PASSAGE:
====

308    He also invokes the case‑law of the Court of Justice and the Court of First Instance on the causal link and, more specifically, the judgment in Case T‑45/01 Sanders and Others v Commission [2004] ECR II‑3315, in which the Court of First Instance ‘distinguished the theoretical uncertainty of the genuine uncertainty and recognised the difficulties of proof’ by placing the burden of proof on the Commission.

309    As regards the question whether he was able, on expiry of the deadline, to submit his thesis without taking the Basle/Nyborg Agreement into account, or even whether he ought to have done so, the applicant asserts that that question is primarily linked to his independence, his research freedom and his internal autonomy in his scientific choices, and the evaluation of the needs of his thesis, which need to be recognised.

310    He refers, in that regard, to Mattila v Council and Commission, paragraph 99 above, in which the Court considered that the applicant for access, and he alone, was the judge of the documents which he needed since the administrative institution did not have any power to intervene in the assessment of what is necessary or useful for the applicant.

311    The applicant submits that, in so far as he considered at the time of his request for access – and still considers – that the Basle/Nyborg Agreement is relevant for his thesis, he could not and did not have to ignore that agreement and submit a very mediocre piece of work to the Faculty of Law on 31 December 2000. Moreover, there is no alternative way for the applicant to establish the legal means by which the macroeconomic indices of the G7 were integrated into the EMS in 1987, how they worked afterwards until the creation of the EMU in 1991-92 and, ultimately, what the position is today as regards those indices.

312    He states, finally, that the considerations relating to his independence and his internal scientific autonomy meet the ECB’s contentions as to his alleged contribution to the occurrence of the damage.

313    The Council and the ECB contend that the requirements for extra‑contractual liability in relation to the existence of damage which is certain, and of a direct causal link between that damage and the unlawful conduct alleged, are lacking in the present case.

2.     Findings of the Court

314    The applicant claims that the material and non‑material damage spring directly from the refusal by the Council and the ECB to grant access to the documents constituting the Basle/Nyborg Agreement.

315    First, as regards the material damage, categorised as loss of opportunity or loss of potential earnings, that damage consists, in the applicant’s view, in the loss of the income that he would have earned through reasonable and appropriate use of the doctorate which he would already have obtained, in his case through securing a legal position with an international institution or body such as the ECB or the IMF.

316    It is, however, apparent from the applicant’s written submissions that the alleged loss of opportunity and potential earnings are themselves the consequence of an initial event, namely the failure to complete the thesis before the submission date and the subsequent failure to qualify for a doctorate in law.

317    That initial event cannot be considered to be the direct cause of the alleged loss of opportunity or loss of potential earnings, in so far as the applicant does not establish that possession of a doctorate was a necessary precondition for obtaining a position with one of the bodies to which he refers.

====

PROBLEM TO WORK ON:
Rewrite the passage from "309    As regards the" to "for the applicant.", updating "thesis" to "dissertation".

DATASET RECORDS:
====

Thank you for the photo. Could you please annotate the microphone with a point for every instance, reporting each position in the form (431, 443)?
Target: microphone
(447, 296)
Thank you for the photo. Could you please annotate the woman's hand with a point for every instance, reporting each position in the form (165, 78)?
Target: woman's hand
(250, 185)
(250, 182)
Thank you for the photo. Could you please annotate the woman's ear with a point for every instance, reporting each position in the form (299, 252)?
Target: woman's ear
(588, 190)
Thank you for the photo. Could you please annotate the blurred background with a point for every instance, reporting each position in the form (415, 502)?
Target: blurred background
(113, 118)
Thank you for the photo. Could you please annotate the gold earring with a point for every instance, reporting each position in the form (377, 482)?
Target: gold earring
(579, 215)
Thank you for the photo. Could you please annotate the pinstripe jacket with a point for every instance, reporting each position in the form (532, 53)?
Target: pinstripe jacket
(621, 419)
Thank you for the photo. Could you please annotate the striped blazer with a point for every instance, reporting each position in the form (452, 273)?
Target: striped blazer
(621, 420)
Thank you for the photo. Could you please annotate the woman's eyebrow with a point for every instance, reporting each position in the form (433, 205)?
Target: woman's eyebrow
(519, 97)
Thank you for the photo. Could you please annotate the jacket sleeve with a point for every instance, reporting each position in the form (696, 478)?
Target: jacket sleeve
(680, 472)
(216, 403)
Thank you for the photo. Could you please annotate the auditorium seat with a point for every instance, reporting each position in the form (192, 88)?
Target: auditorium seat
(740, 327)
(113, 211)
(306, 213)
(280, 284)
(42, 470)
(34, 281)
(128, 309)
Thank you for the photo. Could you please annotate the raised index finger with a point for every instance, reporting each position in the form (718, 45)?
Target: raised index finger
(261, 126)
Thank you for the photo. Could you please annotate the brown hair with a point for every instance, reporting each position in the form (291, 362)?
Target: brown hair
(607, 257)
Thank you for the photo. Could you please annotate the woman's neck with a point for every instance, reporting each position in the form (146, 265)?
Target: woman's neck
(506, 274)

====

TASK SOLUTION:
309    As regards the question whether he was able, on expiry of the deadline, to submit his dissertation without taking the Basle/Nyborg Agreement into account, or even whether he ought to have done so, the applicant asserts that that question is primarily linked to his independence, his research freedom and his internal autonomy in his scientific choices, and the evaluation of the needs of his dissertation, which need to be recognised.

310    He refers, in that regard, to Mattila v Council and Commission, paragraph 99 above, in which the Court considered that the applicant for access, and he alone, was the judge of the documents which he needed since the administrative institution did not have any power to intervene in the assessment of what is necessary or useful for the applicant.